PAGE EXTRACT:
════════════════════

Mulitple bugs in Writer to HTML conversion

Multiple bugs were detected in an .odt to HTML conversion. The odt file is attached. I can not upload the x.html file.

  1. Roman Numeral Chapter number is unrecognized.

nstead of "<h1>II thing"</h2> the output is <h1>IVThing</h1>. Note that the chapter number “II” and the title are not separated by a space.

  1. Alphabetic header numbering is not recognized.

Instead of <h2> b thing </h2> I get <h2>bthing</h2>.

  1. Incorrect indentation of text following a header.

Instead of <p>&nbsp&nbsp&nbsp&nbsp;see attachment</p> or <p style = "margin_left: xxpx>see attachment</p> I get <p style="margin-top: 0.05in"> See Attachment</p> and the spaces are ignored by browsers

This is not an error but why is the DOCTYPE HMTL 4.0 transitional instead of HTML 5.0?

Edited by ajlittoz for better formatting

thing.odt

Writer is a Word Processor not an HTML Editor. to use html5 you have to download the extension here: https://extensions.libreoffice.org/@@search?SearchableText=HTML5 or use a real HTML Editor like the one at http://www.bluegriffon.org
Writer can not by design create HTML 5 Documents until you can get the Developers to update that option you will either need the extension I link to or a real HTML Editor not something that just exports to HTML.
If this helps then please tick the answer (:heavy_check_mark:) …and/or show you like it with an uptick (∧)

════════════════════

TASK REQUIREMENTS:
A – Translate this sentence from the forum thread on Writer's HTML conversion into Spanish: "Multiple bugs were detected in an .odt to HTML conversion."
B – Carry the forum thread on Writer's HTML conversion forward by writing what comes after its last sentence.

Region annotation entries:
════════════════════

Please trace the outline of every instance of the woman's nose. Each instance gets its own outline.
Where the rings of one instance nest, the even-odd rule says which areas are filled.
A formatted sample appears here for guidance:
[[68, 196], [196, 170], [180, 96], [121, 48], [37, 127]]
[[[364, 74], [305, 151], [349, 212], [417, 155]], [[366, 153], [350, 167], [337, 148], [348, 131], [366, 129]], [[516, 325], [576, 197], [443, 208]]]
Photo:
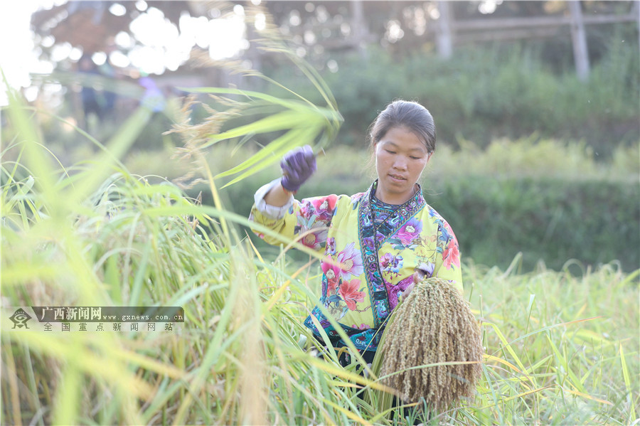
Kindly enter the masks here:
[[395, 161], [393, 161], [393, 166], [398, 170], [405, 170], [407, 169], [407, 159], [402, 156], [398, 156]]

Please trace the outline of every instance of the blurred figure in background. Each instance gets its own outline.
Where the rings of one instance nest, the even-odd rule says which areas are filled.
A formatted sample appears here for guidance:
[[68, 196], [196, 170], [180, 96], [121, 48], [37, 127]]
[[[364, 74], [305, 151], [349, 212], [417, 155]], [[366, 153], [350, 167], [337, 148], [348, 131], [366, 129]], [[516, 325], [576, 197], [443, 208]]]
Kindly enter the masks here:
[[[99, 75], [100, 71], [96, 67], [93, 60], [89, 55], [83, 55], [78, 61], [78, 72], [87, 76]], [[97, 122], [102, 119], [103, 107], [100, 105], [98, 94], [93, 85], [93, 82], [85, 80], [82, 82], [82, 89], [80, 92], [80, 97], [82, 102], [82, 119], [81, 127], [87, 132], [90, 132], [90, 122], [92, 121], [92, 115], [95, 115]]]

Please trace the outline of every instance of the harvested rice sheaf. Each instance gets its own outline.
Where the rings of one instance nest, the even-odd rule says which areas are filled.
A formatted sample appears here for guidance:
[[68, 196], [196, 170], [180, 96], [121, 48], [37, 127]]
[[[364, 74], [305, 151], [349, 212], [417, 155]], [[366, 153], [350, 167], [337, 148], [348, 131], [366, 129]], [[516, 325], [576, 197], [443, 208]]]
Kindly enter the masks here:
[[[418, 282], [396, 307], [387, 325], [381, 376], [407, 403], [421, 397], [432, 409], [442, 410], [460, 397], [471, 397], [480, 373], [480, 329], [462, 294], [440, 278]], [[452, 361], [475, 363], [412, 367]]]

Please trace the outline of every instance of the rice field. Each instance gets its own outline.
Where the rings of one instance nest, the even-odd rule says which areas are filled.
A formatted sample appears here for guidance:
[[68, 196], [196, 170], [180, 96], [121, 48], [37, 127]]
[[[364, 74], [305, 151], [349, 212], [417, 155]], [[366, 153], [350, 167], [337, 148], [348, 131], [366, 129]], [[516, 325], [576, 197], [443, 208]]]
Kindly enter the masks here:
[[[308, 107], [316, 132], [335, 125], [331, 110]], [[186, 318], [171, 331], [47, 333], [16, 330], [3, 316], [3, 424], [412, 423], [400, 409], [378, 408], [390, 391], [380, 377], [359, 375], [355, 363], [343, 368], [335, 353], [316, 356], [302, 325], [317, 295], [315, 257], [294, 262], [296, 243], [283, 241], [274, 260], [263, 258], [243, 233], [246, 218], [216, 196], [206, 161], [197, 170], [213, 206], [127, 171], [119, 158], [149, 112], [105, 146], [87, 135], [99, 153], [67, 169], [41, 140], [33, 111], [14, 98], [6, 112], [3, 311], [180, 306]], [[273, 152], [250, 160], [264, 164]], [[522, 274], [518, 264], [501, 270], [467, 260], [481, 378], [471, 398], [428, 422], [637, 424], [640, 271], [613, 262], [578, 265], [577, 275], [569, 261], [559, 272]]]

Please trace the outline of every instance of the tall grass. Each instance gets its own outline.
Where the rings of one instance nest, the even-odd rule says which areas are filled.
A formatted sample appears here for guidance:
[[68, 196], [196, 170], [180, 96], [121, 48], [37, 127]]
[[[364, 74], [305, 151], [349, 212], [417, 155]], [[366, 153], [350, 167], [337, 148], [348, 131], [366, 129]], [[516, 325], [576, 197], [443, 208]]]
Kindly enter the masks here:
[[[12, 125], [28, 123], [11, 108]], [[4, 305], [179, 305], [186, 321], [171, 332], [50, 334], [4, 321], [4, 422], [390, 422], [356, 395], [354, 380], [367, 382], [355, 366], [306, 350], [313, 259], [295, 269], [284, 252], [265, 262], [234, 230], [245, 219], [114, 161], [86, 188], [102, 165], [55, 169], [33, 128], [6, 148], [19, 161], [2, 165]], [[466, 265], [484, 378], [472, 400], [432, 421], [632, 423], [638, 272], [521, 275], [518, 265]]]
[[[122, 164], [149, 111], [138, 110], [105, 146], [85, 135], [100, 151], [65, 169], [32, 111], [11, 93], [0, 169], [3, 314], [18, 306], [181, 306], [186, 321], [154, 332], [36, 332], [3, 321], [3, 424], [403, 422], [379, 412], [377, 397], [361, 399], [358, 386], [385, 390], [378, 378], [360, 376], [355, 364], [340, 367], [335, 353], [316, 356], [322, 348], [302, 326], [317, 297], [316, 259], [310, 254], [299, 266], [281, 248], [265, 260], [240, 233], [247, 219], [225, 208], [218, 189], [226, 175], [274, 164], [281, 149], [326, 144], [337, 111], [331, 102], [320, 108], [295, 96], [234, 95], [244, 97], [229, 100], [232, 108], [254, 100], [279, 105], [262, 117], [279, 117], [284, 134], [300, 129], [302, 116], [316, 120], [316, 133], [225, 174], [203, 159], [206, 141], [226, 132], [232, 143], [245, 143], [260, 126], [209, 127], [215, 132], [199, 134], [217, 139], [187, 147], [213, 194], [203, 205]], [[193, 140], [198, 129], [183, 130]], [[466, 297], [482, 325], [484, 378], [472, 400], [431, 422], [634, 422], [639, 272], [612, 264], [580, 277], [521, 275], [518, 262], [506, 271], [464, 269]]]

════════════════════

ANSWER SET:
A – Se detectaron varios errores en una conversión de .odt a HTML.

B –
Writer is a Word Processor with an option to convert and output an HTML file. Take a look at the File->Save As options. Since HTML files can be opened, the Word Processor can be used as an HTML editor. I may be wrong but it seems to me that if you and (1) output an HTML file,and (2) input an HTML file, and (3) modify an HTML file, then “writer” is an HTML editor.

No, Writer is not an HTML editor (in my definition of the term).

When you open a document, HTML is interpreted and converted into an ODF representation. You then edit a “standard” text document with Writer commands and styles. When you save as HTML, the ODF is converted into HTML with a break through between HTML elements and CSS definitions (in my opinion, this clutters the HTML because formatting has no obvious correspondence between the concepts).

You have no direct access to the HTML tags (this is where I’d put “HTML editing”, not to the “high level” equivalent through styles).

And you must not forget that an HTML sequence of spaces is replaced by a single space by all browsers unless you enclose text in <pre> ... </pre>, which you cannot enter with Writer.

You might find this extrnsion useful Writer2xhtml » Extensions

  1. No space after chapter numbering

You must configure the properties of chapter numbering with Tools>Chapter Numbering. The settings you may have customised in Writer are not forwarded to the HTML editor. Consider they are separate applications settings-wise.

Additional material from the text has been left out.